> PROBLEM TO SOLVE: Write what comes next in the research article on cross-orientation suppression and 3D shape perception, picking up right after its final sentence.

> DOCUMENT SECTION:

Research Article: Release from Cross-Orientation Suppression Facilitates 3D Shape Perception

Date Published: December 16, 2009

Publisher: Public Library of Science

Author(s): Andrea Li, Qasim Zaidi, David Whitney.

Abstract: Cross-orientation suppression (COS) in striate cortex has been implicated in the efficient encoding of visual stimuli. We show that release from COS facilitates the decoding of 3-D shape. In planar surfaces overlaid with textures, slanting the surface can increase the visibility of the component parallel to the slant. Since this component provides the orientation flows that signify 3-D shape, the enhancement of visibility facilitates 3-D slant perception. Contrast thresholds reveal that this enhancement results from a decrease in COS when 3-D slant creates a frequency mismatch between texture components. We show that coupling compressive nonlinearities in LGN neurons with expansive nonlinearities in cortical neurons can model the frequency-specific component of suppression.

> DATA SUPPLIED:
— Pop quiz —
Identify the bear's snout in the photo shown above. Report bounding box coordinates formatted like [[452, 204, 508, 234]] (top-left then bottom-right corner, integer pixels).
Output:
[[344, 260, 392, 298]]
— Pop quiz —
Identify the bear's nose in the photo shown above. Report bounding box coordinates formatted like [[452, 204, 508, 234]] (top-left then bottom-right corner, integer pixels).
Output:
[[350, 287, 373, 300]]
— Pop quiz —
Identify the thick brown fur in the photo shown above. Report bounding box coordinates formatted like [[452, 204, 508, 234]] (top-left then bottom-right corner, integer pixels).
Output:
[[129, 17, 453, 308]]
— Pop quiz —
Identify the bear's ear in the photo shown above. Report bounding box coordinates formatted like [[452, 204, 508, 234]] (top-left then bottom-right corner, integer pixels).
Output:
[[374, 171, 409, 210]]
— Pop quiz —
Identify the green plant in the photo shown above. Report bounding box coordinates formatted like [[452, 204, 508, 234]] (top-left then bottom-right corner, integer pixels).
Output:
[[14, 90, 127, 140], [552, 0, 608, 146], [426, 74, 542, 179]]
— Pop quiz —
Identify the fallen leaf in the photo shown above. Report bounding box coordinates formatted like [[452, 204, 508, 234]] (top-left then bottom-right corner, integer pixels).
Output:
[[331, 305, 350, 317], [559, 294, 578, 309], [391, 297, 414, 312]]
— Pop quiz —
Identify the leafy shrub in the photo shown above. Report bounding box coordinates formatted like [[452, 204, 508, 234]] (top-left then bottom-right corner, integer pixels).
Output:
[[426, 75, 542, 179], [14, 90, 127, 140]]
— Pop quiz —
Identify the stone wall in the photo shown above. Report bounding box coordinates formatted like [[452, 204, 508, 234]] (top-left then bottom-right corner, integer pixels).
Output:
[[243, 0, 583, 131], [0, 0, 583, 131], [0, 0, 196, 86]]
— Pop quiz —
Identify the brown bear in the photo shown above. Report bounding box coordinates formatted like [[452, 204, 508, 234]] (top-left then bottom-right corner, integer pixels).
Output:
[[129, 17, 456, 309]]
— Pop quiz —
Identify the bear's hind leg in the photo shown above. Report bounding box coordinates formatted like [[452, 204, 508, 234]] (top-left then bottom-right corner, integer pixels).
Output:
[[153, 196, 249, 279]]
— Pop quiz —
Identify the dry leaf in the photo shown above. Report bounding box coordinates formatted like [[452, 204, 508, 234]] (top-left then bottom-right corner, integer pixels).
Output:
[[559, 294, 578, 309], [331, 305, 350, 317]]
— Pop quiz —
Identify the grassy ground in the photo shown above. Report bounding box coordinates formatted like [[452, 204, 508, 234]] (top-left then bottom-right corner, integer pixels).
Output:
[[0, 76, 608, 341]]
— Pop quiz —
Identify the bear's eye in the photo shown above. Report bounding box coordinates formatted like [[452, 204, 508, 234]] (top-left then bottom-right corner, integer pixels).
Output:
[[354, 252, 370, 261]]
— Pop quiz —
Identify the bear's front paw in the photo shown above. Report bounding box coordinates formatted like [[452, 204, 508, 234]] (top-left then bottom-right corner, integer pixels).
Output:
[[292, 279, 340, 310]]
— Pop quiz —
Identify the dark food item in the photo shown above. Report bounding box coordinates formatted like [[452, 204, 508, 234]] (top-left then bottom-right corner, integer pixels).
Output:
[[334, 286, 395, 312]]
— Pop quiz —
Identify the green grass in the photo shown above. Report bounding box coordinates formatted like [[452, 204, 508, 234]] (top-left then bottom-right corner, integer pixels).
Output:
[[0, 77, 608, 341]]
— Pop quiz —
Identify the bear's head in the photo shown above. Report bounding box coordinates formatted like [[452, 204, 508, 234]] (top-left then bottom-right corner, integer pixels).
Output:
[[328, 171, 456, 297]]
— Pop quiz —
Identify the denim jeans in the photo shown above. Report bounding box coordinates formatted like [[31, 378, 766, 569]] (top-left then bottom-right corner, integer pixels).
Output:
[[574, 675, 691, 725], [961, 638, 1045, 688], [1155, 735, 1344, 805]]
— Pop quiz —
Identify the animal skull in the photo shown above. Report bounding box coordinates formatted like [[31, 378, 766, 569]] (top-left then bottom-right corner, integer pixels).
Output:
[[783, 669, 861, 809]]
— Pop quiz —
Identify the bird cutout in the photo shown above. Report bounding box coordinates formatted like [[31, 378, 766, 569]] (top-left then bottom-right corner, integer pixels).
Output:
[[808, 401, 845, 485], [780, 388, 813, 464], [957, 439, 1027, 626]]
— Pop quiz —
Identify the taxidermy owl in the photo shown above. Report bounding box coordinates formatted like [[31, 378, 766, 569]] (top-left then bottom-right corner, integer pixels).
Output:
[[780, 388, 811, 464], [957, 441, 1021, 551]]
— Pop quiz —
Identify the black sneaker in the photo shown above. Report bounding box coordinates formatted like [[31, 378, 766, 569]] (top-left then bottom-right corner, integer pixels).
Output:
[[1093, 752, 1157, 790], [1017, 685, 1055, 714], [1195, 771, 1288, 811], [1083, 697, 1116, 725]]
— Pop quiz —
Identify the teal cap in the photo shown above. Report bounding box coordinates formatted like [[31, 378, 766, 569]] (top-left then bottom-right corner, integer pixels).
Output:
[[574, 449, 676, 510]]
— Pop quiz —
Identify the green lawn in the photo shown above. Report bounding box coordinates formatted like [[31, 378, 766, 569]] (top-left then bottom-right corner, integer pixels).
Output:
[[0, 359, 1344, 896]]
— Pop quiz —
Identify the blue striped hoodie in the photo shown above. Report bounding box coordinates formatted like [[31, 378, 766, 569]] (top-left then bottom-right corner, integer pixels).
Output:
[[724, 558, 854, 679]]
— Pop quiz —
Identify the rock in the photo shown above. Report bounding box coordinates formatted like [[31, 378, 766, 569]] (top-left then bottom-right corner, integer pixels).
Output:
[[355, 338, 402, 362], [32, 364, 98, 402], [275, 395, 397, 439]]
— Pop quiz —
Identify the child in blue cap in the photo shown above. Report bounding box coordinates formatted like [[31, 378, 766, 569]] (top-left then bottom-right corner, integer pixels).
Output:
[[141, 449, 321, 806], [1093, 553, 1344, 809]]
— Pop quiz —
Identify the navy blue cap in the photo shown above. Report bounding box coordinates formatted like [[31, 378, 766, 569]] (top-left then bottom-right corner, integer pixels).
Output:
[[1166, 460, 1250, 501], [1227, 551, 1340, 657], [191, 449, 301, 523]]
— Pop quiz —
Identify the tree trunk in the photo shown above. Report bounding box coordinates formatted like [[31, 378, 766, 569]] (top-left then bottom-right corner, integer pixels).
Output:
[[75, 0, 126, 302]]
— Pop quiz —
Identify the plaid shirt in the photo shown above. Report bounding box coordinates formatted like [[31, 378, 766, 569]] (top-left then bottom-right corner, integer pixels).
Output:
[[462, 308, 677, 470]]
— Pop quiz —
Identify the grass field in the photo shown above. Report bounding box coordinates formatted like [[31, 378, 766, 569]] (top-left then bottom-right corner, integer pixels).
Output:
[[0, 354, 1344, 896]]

> EXERCISE RESPONSE:
Partial Text: In the perspective image of a slanted textured surface, oriented components of the texture that are aligned with the 3-D slant converge to form orientation flows ([1], [2], [3]), while components orthogonal to the slant increase in frequency (Figure 1a). On casual observation, the horizontal component appears perceptually more salient than other components when a surface is slanted (Figure 1a, top left and right) than it does when the surface is parallel to the frontal plane (Figure 1a, top center). The increase in saliency is more pronounced in complex texture patterns, e.g. the octotropic plaid, which consists of eight gratings of the same frequency, equally spaced in orientation (Figure 1a bottom). Since these converging orientation flows play a critical role in conveying the perceived 3-D slant and shape of the surface ([3], [4], [5], [6]), an increase in their saliency should enhance the 3-D perceived slant. The goal of this work is to examine the neural mechanisms that enhance the visibility of orientation flows.

All research followed the tenets of the World Medical Association Declaration of Helsinki and informed consent was obtained from the subjects after explanation of the nature and possible consequences of the study. The research was approved by the Queens College Institutional Review Board.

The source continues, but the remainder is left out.